**Stated goal:**
Rewrite all the entries below, swapping "whole pixels" for "integer pixels" each time it occurs and leaving everything else unchanged.

**Records shown:**
____________
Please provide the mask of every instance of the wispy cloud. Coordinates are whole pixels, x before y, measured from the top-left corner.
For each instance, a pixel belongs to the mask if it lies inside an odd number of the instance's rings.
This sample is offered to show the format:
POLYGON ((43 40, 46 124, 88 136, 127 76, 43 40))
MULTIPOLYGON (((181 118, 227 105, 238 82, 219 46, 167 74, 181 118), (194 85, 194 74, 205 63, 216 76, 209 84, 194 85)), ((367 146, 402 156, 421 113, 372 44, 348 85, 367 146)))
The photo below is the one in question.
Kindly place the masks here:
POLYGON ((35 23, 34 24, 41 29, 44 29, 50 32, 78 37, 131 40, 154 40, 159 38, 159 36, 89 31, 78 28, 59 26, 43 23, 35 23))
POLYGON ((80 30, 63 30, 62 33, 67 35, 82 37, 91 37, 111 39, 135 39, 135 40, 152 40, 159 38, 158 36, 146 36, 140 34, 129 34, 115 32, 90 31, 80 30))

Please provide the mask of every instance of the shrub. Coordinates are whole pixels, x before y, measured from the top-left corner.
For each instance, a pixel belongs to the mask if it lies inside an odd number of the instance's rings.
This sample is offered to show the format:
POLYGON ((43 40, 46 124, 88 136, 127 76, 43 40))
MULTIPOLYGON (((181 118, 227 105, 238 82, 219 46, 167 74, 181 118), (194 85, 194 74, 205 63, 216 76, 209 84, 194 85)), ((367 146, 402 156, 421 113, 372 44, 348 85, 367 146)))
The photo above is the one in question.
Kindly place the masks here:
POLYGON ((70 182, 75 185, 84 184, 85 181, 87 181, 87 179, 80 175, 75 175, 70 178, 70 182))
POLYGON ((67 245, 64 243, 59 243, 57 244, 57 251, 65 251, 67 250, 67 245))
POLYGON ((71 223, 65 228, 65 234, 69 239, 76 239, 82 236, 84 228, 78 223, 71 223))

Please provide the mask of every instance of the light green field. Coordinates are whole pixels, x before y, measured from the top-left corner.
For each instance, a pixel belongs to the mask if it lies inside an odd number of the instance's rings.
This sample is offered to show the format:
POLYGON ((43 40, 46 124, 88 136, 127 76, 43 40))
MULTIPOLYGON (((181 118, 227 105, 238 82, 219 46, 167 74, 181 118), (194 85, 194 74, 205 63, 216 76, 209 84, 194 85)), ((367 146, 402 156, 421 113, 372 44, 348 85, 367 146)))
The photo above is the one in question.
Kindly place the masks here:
____________
**Response to the exercise:**
Please provide the mask of every instance of the wispy cloud. Coordinates are integer pixels, x before y, measured from the top-left corner.
For each instance, a pixel belongs to the mask if it lies inside an odd number of the instance's rings.
This sample is offered to show the format:
POLYGON ((43 40, 46 124, 88 136, 127 76, 43 40))
MULTIPOLYGON (((181 118, 227 105, 238 82, 219 46, 167 74, 181 118), (194 85, 194 74, 205 63, 216 76, 209 84, 194 85)), ((367 146, 402 156, 421 113, 372 44, 348 85, 367 146)))
The photo below is the one in question.
Kindly place the masks here:
POLYGON ((35 23, 34 24, 41 29, 44 29, 50 32, 78 37, 131 40, 154 40, 159 38, 159 36, 89 31, 78 28, 59 26, 43 23, 35 23))
POLYGON ((80 30, 63 30, 62 33, 67 35, 82 37, 91 37, 111 39, 135 39, 135 40, 152 40, 159 38, 158 36, 146 36, 140 34, 129 34, 115 32, 90 31, 80 30))

Please provide the mask of every instance of the shrub. Coordinates are integer pixels, x before y, measured from the top-left corner.
For each instance, a pixel belongs to the mask if it lies inside an odd number of the instance's rings.
This sample is offered to show the format:
POLYGON ((43 40, 46 124, 88 136, 127 76, 43 40))
MULTIPOLYGON (((181 118, 227 105, 238 82, 219 46, 167 74, 181 118), (194 85, 194 74, 205 63, 216 76, 209 84, 194 85)), ((367 146, 402 156, 421 113, 372 44, 348 85, 367 146)))
The photo above is the one in question.
Kindly place the masks here:
POLYGON ((70 182, 75 185, 84 184, 85 181, 87 181, 87 179, 80 175, 75 175, 70 178, 70 182))
POLYGON ((67 245, 64 243, 59 243, 57 244, 57 251, 65 251, 67 250, 67 245))
POLYGON ((71 223, 65 228, 65 234, 69 239, 76 239, 82 236, 84 228, 78 223, 71 223))

Please provide the mask of every instance of the light green field. Coordinates are integer pixels, x before y, measured from the top-left corner.
For each instance, a pixel belongs to the mask if it lies inside an odd number of the instance's rings.
This sample is offered to show the format:
POLYGON ((43 40, 46 124, 88 136, 127 76, 43 40))
MULTIPOLYGON (((181 118, 227 105, 238 82, 219 46, 167 74, 181 118), (194 85, 194 74, 205 63, 216 76, 209 84, 194 85)), ((367 146, 402 156, 421 113, 372 44, 348 85, 367 146)))
The photo above is the one in question.
Kindly place the masks here:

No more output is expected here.